*Tarea pendiente*: Transcribe completo y sin ningún cambio el texto sobre cómo afectan los gritos al cerebro de los niños.

---------- Texto proporcionado

Educar a nuestros hijos requiere de paciencia, empatía, escucha activa y comunicación. Hemos hablado en varias ocasiones de que el castigo, las amenazas, el chantaje y los azotes no son métodos educativos, y además perjudican seriamente al niño. Pero ¿qué pasa con los gritos?
A menudo, los gritos no son vistos como una forma de violencia hacia el niño. De hecho, casi todos los padres han gritado en algún momento a sus hijos y algunos incluso lo hacen de forma habitual.
Pero es importante ser conscientes de cómo responde el cerebro del niño a los gritos de sus padres y, en consecuencia, cómo puede afectarle ser educado de esta forma.
El cerebro se bloquea ante los gritos. Originalmente, los gritos tienen como finalidad alertar de un peligro. Por eso, cuando gritamos el cuerpo amigdaliano del cerebro, responsable de procesar y almacenar las emociones, se bloquea, activando el modo de supervivencia que nos empuja a alejarnos de la amenaza.
El niño deja de aprender. Si crees que gritándole tu hijo aprenderá, estás equivocado. Los gritos provocan la "desconexión" de los dos hemisferios, impidiendo la entrada de nuevas informaciones y afectando a su capacidad de atención y razonamiento. Por eso, los gritos jamás serán un buen método para enseñar a los niños.
Los gritos provocan estrés y miedo. El bloqueo mental que se produce cuando nos gritan eleva los niveles de una hormona llamada cortisol, cuya función es poner en alerta al cerebro cuando recibe una amenaza. La liberación de esta hormona eleva los niveles de estrés, miedo, inseguridad y ansiedad.

--------------------
---------- Datos de entrada

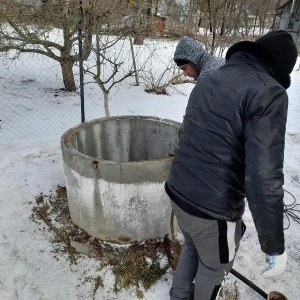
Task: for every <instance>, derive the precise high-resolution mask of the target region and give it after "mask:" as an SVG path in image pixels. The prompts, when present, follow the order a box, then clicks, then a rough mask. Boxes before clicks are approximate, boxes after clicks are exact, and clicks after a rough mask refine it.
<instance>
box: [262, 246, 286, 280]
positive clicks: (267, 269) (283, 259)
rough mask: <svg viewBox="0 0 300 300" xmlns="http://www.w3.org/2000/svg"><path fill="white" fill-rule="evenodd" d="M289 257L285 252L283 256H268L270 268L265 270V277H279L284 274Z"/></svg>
mask: <svg viewBox="0 0 300 300" xmlns="http://www.w3.org/2000/svg"><path fill="white" fill-rule="evenodd" d="M286 262H287V255H286V252H285V251H284V252H283V253H282V254H281V255H267V263H268V264H269V266H268V268H266V269H264V270H263V273H262V274H263V276H265V277H271V276H277V275H279V274H281V273H282V272H284V270H285V268H286Z"/></svg>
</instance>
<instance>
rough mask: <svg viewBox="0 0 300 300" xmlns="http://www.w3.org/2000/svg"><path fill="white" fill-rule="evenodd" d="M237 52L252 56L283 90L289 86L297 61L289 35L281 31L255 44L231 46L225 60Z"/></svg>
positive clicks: (243, 41)
mask: <svg viewBox="0 0 300 300" xmlns="http://www.w3.org/2000/svg"><path fill="white" fill-rule="evenodd" d="M237 52H243V53H246V54H250V55H253V56H254V57H255V58H256V59H257V60H258V61H259V62H260V63H261V64H262V65H263V66H264V67H265V68H266V69H267V71H268V72H269V74H270V75H271V76H272V77H273V78H274V79H275V80H277V82H279V83H280V84H281V85H282V86H283V87H284V88H285V89H287V88H288V87H289V86H290V84H291V79H290V76H289V74H290V73H291V72H292V70H293V67H294V65H295V63H296V60H297V55H298V54H297V48H296V45H295V43H294V41H293V39H292V37H291V35H290V34H289V33H287V32H285V31H283V30H279V31H274V32H270V33H268V34H266V35H265V36H262V37H261V38H259V39H258V40H256V41H255V42H250V41H243V42H239V43H236V44H234V45H233V46H231V47H230V48H229V49H228V51H227V53H226V60H229V59H230V57H231V56H232V55H233V54H234V53H237Z"/></svg>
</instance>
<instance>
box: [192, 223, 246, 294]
mask: <svg viewBox="0 0 300 300" xmlns="http://www.w3.org/2000/svg"><path fill="white" fill-rule="evenodd" d="M202 230H204V231H202V233H200V232H198V233H197V229H195V231H194V232H195V233H194V234H193V235H192V237H193V241H194V243H195V246H196V248H197V251H198V254H199V264H198V271H197V275H196V278H195V294H194V299H195V300H215V299H216V297H217V295H218V293H219V290H220V288H221V285H222V282H223V280H224V277H225V276H226V275H227V274H228V273H229V272H230V270H231V268H232V265H233V262H234V258H235V254H236V252H237V250H238V247H239V242H240V239H241V237H242V235H243V233H244V224H243V222H242V220H238V221H237V222H226V221H215V220H203V219H202Z"/></svg>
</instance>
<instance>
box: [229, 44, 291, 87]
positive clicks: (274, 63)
mask: <svg viewBox="0 0 300 300" xmlns="http://www.w3.org/2000/svg"><path fill="white" fill-rule="evenodd" d="M237 52H243V53H246V54H250V55H251V56H254V57H255V58H256V59H257V60H258V61H259V62H260V64H261V65H262V66H263V67H264V68H265V69H266V70H267V71H268V73H269V74H270V76H272V77H273V78H274V79H275V80H276V81H277V82H278V83H280V84H281V85H282V86H283V87H284V88H285V89H287V88H288V87H289V86H290V85H291V78H290V75H289V74H286V73H285V72H283V70H281V69H280V67H279V65H278V63H277V61H276V59H275V58H274V57H273V56H272V55H271V54H270V53H269V52H268V51H267V50H266V49H265V48H263V47H261V46H260V45H258V44H257V43H255V42H250V41H243V42H239V43H236V44H234V45H233V46H231V47H230V48H229V49H228V51H227V53H226V61H228V60H230V57H231V56H232V55H233V54H234V53H237Z"/></svg>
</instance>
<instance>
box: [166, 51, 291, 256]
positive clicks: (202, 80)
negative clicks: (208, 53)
mask: <svg viewBox="0 0 300 300" xmlns="http://www.w3.org/2000/svg"><path fill="white" fill-rule="evenodd" d="M254 52H255V51H254ZM280 76H281V75H280ZM287 76H288V75H287ZM283 77H284V78H283V82H284V84H283V85H285V84H286V82H287V81H288V79H287V78H286V77H285V76H283ZM283 85H282V83H281V79H280V78H279V79H278V78H277V77H276V76H274V74H272V75H271V71H270V69H269V67H268V66H267V65H266V64H265V63H264V62H262V60H260V59H259V58H257V56H253V55H252V54H251V51H249V52H248V53H246V52H244V51H239V49H236V51H235V52H234V53H232V54H231V56H230V58H229V59H228V61H227V63H226V65H225V66H223V67H221V68H220V69H219V70H217V71H215V72H214V73H213V74H212V75H210V76H208V77H206V78H205V79H203V80H200V81H198V82H197V84H196V86H195V88H194V89H193V91H192V93H191V95H190V99H189V102H188V105H187V108H186V113H185V116H184V121H183V125H182V128H181V132H180V142H179V145H178V148H177V150H176V151H175V157H174V160H173V163H172V168H171V171H170V176H169V179H168V181H167V183H166V190H167V192H168V194H169V196H170V197H171V198H172V199H173V200H174V201H175V202H176V203H177V204H178V205H179V206H180V207H182V208H183V209H184V210H186V211H187V212H189V213H191V214H193V215H199V216H203V217H208V218H213V219H219V220H226V221H235V220H237V219H239V218H241V217H242V215H243V213H244V208H245V197H246V198H247V200H248V202H249V208H250V210H251V213H252V216H253V220H254V223H255V226H256V229H257V232H258V237H259V241H260V244H261V248H262V251H264V252H265V253H267V254H270V255H276V254H277V255H279V254H282V253H283V251H284V234H283V188H282V185H283V182H284V178H283V171H282V169H283V160H284V142H285V127H286V120H287V108H288V97H287V93H286V90H285V88H284V87H283Z"/></svg>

--------------------

*Resultado del ejercicio*:
Educar a nuestros hijos requiere de paciencia, empatía, escucha activa y comunicación. Hemos hablado en varias ocasiones de que el castigo, las amenazas, el chantaje y los azotes no son métodos educativos, y además perjudican seriamente al niño. Pero ¿qué pasa con los gritos?
A menudo, los gritos no son vistos como una forma de violencia hacia el niño. De hecho, casi todos los padres han gritado en algún momento a sus hijos y algunos incluso lo hacen de forma habitual.
Pero es importante ser conscientes de cómo responde el cerebro del niño a los gritos de sus padres y, en consecuencia, cómo puede afectarle ser educado de esta forma.
El cerebro se bloquea ante los gritos. Originalmente, los gritos tienen como finalidad alertar de un peligro. Por eso, cuando gritamos el cuerpo amigdaliano del cerebro, responsable de procesar y almacenar las emociones, se bloquea, activando el modo de supervivencia que nos empuja a alejarnos de la amenaza.
El niño deja de aprender. Si crees que gritándole tu hijo aprenderá, estás equivocado. Los gritos provocan la "desconexión" de los dos hemisferios, impidiendo la entrada de nuevas informaciones y afectando a su capacidad de atención y razonamiento. Por eso, los gritos jamás serán un buen método para enseñar a los niños.
Los gritos provocan estrés y miedo. El bloqueo mental que se produce cuando nos gritan eleva los niveles de una hormona llamada cortisol, cuya función es poner en alerta al cerebro cuando recibe una amenaza. La liberación de esta hormona eleva los niveles de estrés, miedo, inseguridad y ansiedad.